# best shoreline fishing spots in hocking hills?



## marecheer (May 31, 2012)

We are going down to hocking hills for a few days next week & would like to do some fishing. Had a little luck at Lake Ramona last year & nothing really at Logan or Rose Lake. Thinking of maybe trying Lake Hope this time around. Looking for any good spots for shoreline fishing, primarily for bass...but happy to catch anything lol.


----------



## OU-Pilot (Oct 14, 2011)

try and find a spot on the hocking river. best fishery in the hills bar none. pm if you need details


----------



## marecheer (May 31, 2012)

Thanks--will do


----------



## BigTripp (Oct 1, 2010)

OU-Pilot said:


> try and find a spot on the hocking river. best fishery in the hills bar none. pm if you need details


Went hiking down there yesterday morning. There's a town nearby named Logan that has several marked public access points for the Hocking you could check out, I believe one was on River Street off of 664.


----------



## marecheer (May 31, 2012)

BigTripp said:


> Went hiking down there yesterday morning. There's a town nearby named Logan that has several marked public access points for the Hocking you could check out, I believe one was on River Street off of 664.


Great--thank you. Relatively familiar with Logan & I'm sure we will be stopping through there so will have to check it out.


----------



## marecheer (May 31, 2012)
────────
> [AIM OF THE EXERCISE]: Carry on the forum thread about shoreline fishing in Hocking Hills from the point where it stops. The entries come from a separate source.

(Box-labeled dataset extracts)
────────
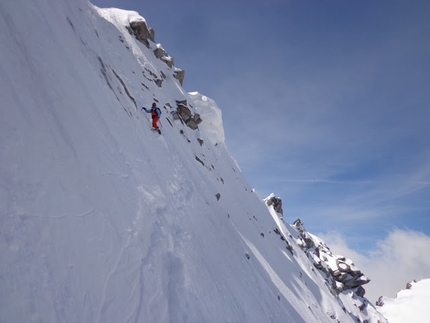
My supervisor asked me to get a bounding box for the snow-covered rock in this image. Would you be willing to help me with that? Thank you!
[377,279,430,323]
[0,0,385,323]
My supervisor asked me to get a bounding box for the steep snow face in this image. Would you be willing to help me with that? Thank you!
[378,279,430,323]
[0,0,383,323]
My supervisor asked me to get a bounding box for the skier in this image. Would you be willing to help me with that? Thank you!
[142,102,161,132]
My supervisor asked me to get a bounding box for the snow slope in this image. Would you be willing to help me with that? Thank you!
[0,0,384,323]
[378,279,430,323]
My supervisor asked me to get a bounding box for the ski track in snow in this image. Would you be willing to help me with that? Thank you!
[0,0,390,323]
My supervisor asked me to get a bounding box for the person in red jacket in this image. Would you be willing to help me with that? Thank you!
[142,102,161,130]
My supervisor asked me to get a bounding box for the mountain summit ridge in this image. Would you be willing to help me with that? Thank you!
[0,0,385,323]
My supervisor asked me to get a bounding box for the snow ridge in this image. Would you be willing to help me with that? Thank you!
[0,0,384,323]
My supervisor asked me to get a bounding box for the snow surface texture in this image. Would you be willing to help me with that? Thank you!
[0,0,385,323]
[379,279,430,323]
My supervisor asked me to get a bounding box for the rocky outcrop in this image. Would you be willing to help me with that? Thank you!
[126,20,155,48]
[154,45,174,67]
[176,100,202,130]
[292,219,370,297]
[126,18,185,86]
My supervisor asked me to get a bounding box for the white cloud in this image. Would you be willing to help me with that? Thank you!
[319,229,430,303]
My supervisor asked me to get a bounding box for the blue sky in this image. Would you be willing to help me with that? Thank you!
[91,0,430,252]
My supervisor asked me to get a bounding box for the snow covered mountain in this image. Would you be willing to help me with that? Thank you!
[0,0,386,323]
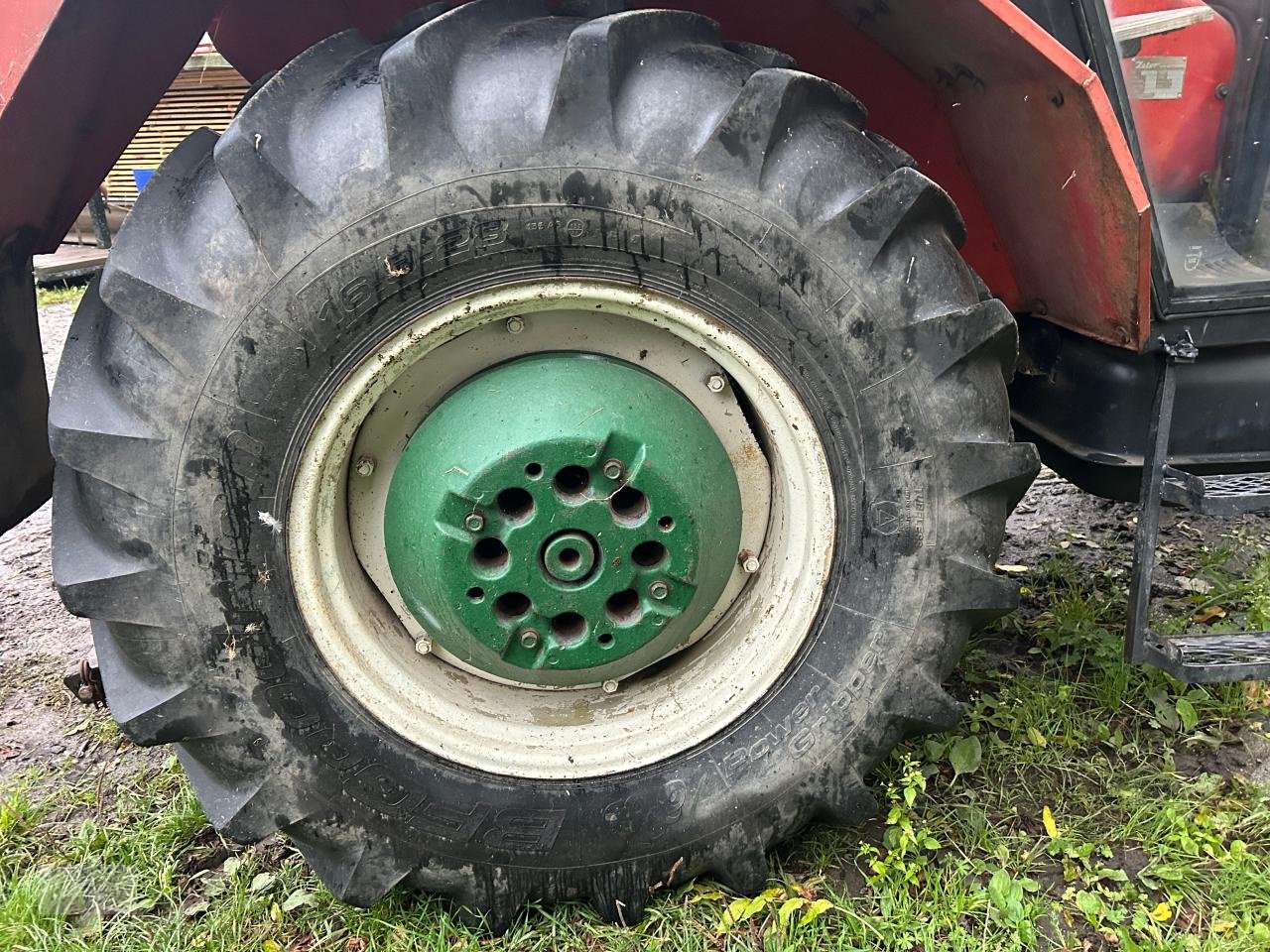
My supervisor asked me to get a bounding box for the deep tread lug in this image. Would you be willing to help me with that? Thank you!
[177,739,317,843]
[820,165,965,255]
[49,283,165,489]
[381,3,453,44]
[722,40,798,69]
[944,440,1040,509]
[214,29,372,271]
[893,666,965,738]
[589,863,649,925]
[98,128,230,378]
[92,620,210,747]
[543,10,718,146]
[698,68,867,187]
[865,130,921,172]
[711,831,767,896]
[903,299,1019,381]
[926,557,1019,627]
[817,770,879,826]
[380,0,546,182]
[54,470,185,629]
[286,817,422,908]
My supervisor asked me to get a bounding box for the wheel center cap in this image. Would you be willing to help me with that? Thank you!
────────
> [ANSWER FOR THE TASK]:
OU Pilot it won't let me PM since I don't have enough posts yet...if you have a chance sometime would you be so kind if you know any decent spots to message me? We will be there for a few days so open to trying out as many places we can while we're there.


----------



## BigTripp (Oct 1, 2010)

marecheer said:


> Great--thank you. Relatively familiar with Logan & I'm sure we will be stopping through there so will have to check it out.


Like I said, I've never fished it but drove by that spot yesterday. Good luck!


----------



## Drahthaar_dude (Aug 28, 2007)

Do one of the float trips from a canoe livery.


----------



## OU-Pilot (Oct 14, 2011)

marecheer, pm sent to you


----------



## marecheer (May 31, 2012)

Thanks OU Pilot, we were thinking of doing a float trip possibly. Hopefully we turn up with something!


----------



## marecheer (May 31, 2012)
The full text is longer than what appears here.